Update the rows from the start of the rows up to and including the line with "x=542, y=373", replacing "blonde" with "dark" and leaving everything else unchanged. Give back only those lines.

(Named-object pointing rows)
- - - - - - -

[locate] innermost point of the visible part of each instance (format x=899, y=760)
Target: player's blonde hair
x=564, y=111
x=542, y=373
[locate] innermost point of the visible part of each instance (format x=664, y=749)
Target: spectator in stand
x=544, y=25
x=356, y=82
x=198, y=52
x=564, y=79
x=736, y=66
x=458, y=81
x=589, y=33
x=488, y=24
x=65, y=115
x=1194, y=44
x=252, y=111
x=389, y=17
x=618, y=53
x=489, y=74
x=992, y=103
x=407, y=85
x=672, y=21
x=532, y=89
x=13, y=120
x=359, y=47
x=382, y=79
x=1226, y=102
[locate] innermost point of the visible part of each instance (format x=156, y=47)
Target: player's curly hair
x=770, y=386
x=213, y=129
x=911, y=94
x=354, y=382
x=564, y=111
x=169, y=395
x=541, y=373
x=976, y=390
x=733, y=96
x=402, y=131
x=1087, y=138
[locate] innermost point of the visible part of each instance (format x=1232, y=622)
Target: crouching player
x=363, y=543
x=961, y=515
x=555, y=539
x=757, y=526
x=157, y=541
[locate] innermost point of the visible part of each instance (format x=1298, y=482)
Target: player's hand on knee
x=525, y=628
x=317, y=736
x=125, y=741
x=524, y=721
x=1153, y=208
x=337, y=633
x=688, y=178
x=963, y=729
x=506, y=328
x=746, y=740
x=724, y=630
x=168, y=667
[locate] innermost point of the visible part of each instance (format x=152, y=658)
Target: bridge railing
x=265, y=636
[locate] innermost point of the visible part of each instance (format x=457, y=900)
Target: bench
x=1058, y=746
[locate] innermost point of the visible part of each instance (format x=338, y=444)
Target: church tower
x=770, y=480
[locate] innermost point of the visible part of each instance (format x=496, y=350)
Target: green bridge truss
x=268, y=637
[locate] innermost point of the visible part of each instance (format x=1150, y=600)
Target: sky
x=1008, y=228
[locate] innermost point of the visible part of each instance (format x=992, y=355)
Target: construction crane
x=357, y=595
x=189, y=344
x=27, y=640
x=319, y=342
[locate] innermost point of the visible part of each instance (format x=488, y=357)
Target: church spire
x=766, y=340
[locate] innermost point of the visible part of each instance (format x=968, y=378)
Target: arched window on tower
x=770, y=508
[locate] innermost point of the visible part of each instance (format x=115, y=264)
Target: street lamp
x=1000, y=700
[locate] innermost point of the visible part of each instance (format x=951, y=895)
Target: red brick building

- - - - - - -

### The completed task
[locate] innermost point of the visible part of each instance (format x=899, y=760)
Target: player's dark hair
x=564, y=111
x=542, y=373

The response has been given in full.